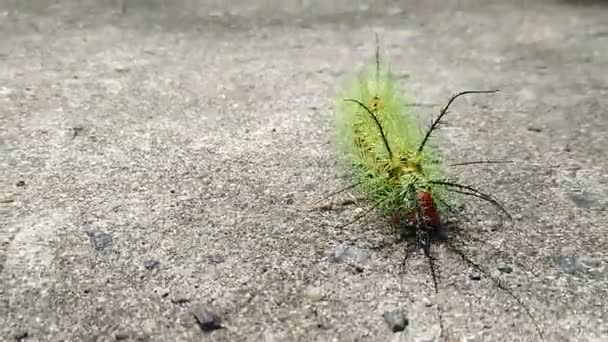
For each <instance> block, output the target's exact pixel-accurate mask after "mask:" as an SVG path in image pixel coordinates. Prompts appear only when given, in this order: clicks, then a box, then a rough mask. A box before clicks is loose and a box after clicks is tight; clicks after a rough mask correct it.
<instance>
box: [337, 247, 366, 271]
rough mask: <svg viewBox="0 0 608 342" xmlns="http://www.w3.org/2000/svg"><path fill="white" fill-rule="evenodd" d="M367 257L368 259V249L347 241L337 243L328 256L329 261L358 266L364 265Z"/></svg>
mask: <svg viewBox="0 0 608 342" xmlns="http://www.w3.org/2000/svg"><path fill="white" fill-rule="evenodd" d="M367 259H369V252H368V251H366V250H365V249H363V248H359V247H357V246H353V245H350V244H347V243H343V244H340V245H338V246H337V247H336V248H335V249H334V251H333V253H332V255H331V256H330V257H329V260H330V261H331V262H335V263H348V264H355V265H357V266H359V267H361V266H362V265H364V264H365V263H366V262H367Z"/></svg>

━━━━━━━━

> [Instructions to follow]: Copy out the lines above with "instance" in them.

> [Task output]:
For each <instance> block, output the target's exact pixel-accurate mask after "mask:" as an SVG path in image pixel coordinates. Prompts appear only when given, in this order: clicks, then a box, then a rough mask. A box before clicks is loose and a box after clicks is tight; clicks after a rough mask correct it.
<instance>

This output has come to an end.